Text segment.
┌────────

My father did the same, but we didn’t make eye contact. Ron stayed in his chair. He didn’t look any happier than my father did. “You boys Think About What I’ve Said, and Give Me Your Thoughts,” he said. I was halfway down the hall when he added, in distinctly lower case tones, “These are just proposals, you know.”
I went back to Vancouver ten days later to start my university classes. I didn’t give my father my thoughts before I left. The truth was that I didn’t have any particular thoughts about his Grand Plan, and I was pretty sure he wasn’t interested in my thoughts about The Plan or about anything else even if I’d had them. Two months after that, Ron walked into his office and told him he was quitting. He moved to Kamloops, got a job there, and tried to get on with his life. A month after that, my father started negotiations to sell the business. Within a year he’d moved himself and my mother to the Okanagan Valley, and was living on the shores of Skaha Lake, retired.
I didn’t talk to my father about his Grand Plan for almost 20 years. When I did, we were in his big Cadillac, driving to Edmonton on the one road trip we ever made together. I think I was trying to offer a backhanded apology for hurting him all those years ago, but it came out wrong. I asked him what he’d been thinking when he wanted to put me in charge of the big operation and send my brother away.
“I was trying to give you a world,” he said, without looking at me. “But you thought you knew everything, and you didn’t want it.”
“I wanted my own world,” I said, and left it at that. Another 17 years went by before the subject hit the table again. When it did, I heard the same bitter anger and disappointment in his voice: I’d thrown away his world.

└────────

Exercise data.
┌────────

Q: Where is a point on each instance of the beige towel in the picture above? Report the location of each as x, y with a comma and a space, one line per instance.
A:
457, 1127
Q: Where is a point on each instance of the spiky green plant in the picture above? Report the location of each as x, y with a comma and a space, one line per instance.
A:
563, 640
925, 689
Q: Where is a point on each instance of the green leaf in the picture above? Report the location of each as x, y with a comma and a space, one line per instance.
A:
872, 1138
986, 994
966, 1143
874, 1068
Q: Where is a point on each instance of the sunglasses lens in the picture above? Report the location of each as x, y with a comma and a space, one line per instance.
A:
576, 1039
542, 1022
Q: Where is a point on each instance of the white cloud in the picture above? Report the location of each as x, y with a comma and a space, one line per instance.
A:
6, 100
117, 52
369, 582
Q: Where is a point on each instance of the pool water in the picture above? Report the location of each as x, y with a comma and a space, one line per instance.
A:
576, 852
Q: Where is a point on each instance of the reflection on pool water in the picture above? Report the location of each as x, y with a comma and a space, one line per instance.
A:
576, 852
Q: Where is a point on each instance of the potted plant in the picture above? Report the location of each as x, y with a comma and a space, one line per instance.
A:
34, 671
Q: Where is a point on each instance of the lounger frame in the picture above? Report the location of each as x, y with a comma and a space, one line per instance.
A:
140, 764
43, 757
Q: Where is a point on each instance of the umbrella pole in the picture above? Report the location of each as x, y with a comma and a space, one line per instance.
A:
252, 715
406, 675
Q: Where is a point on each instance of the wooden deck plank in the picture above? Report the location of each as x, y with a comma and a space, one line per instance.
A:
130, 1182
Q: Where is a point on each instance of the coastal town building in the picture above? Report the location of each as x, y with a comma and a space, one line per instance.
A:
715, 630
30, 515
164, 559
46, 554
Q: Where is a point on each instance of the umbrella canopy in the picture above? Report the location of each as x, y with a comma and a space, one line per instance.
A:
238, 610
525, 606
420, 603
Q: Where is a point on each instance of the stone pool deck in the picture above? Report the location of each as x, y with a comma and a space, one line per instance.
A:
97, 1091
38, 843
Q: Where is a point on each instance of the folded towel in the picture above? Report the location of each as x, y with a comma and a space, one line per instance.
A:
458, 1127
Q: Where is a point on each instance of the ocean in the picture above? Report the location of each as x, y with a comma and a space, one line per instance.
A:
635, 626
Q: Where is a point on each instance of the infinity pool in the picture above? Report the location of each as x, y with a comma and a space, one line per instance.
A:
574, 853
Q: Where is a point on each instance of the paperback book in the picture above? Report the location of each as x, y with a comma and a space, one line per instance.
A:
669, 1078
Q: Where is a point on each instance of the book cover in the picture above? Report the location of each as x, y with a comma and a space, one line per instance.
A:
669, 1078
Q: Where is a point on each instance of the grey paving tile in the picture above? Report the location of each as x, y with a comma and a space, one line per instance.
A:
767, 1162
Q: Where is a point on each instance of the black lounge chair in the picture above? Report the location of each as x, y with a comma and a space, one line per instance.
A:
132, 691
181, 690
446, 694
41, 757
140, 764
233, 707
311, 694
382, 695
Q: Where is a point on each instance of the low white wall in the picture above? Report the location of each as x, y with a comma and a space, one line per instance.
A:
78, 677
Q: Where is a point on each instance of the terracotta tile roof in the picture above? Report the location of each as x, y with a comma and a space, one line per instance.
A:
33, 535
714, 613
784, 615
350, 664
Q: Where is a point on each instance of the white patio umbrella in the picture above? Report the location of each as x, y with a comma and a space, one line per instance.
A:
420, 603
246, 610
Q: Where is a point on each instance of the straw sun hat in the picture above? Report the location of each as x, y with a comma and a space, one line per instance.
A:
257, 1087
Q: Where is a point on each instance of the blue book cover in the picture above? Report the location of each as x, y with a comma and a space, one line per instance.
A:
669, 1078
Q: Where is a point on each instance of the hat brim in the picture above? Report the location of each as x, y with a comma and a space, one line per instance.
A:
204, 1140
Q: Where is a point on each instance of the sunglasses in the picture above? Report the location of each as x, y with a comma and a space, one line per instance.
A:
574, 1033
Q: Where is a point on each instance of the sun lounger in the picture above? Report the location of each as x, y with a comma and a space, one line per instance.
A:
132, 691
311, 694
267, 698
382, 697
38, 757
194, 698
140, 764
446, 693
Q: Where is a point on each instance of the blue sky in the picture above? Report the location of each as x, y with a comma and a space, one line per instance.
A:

└────────

Task requirements.
(1) Translate this sentence from the passage about the father's Grand Plan into Spanish: "I went back to Vancouver ten days later to start my university classes."
(2) Print the part of the passage about the father's Grand Plan that begins at the words "I didn’t talk" and stops after "my brother away.".

Results in order.
(1) Regresé a Vancouver diez días después para empezar mis clases universitarias.

(2)
I didn’t talk to my father about his Grand Plan for almost 20 years. When I did, we were in his big Cadillac, driving to Edmonton on the one road trip we ever made together. I think I was trying to offer a backhanded apology for hurting him all those years ago, but it came out wrong. I asked him what he’d been thinking when he wanted to put me in charge of the big operation and send my brother away.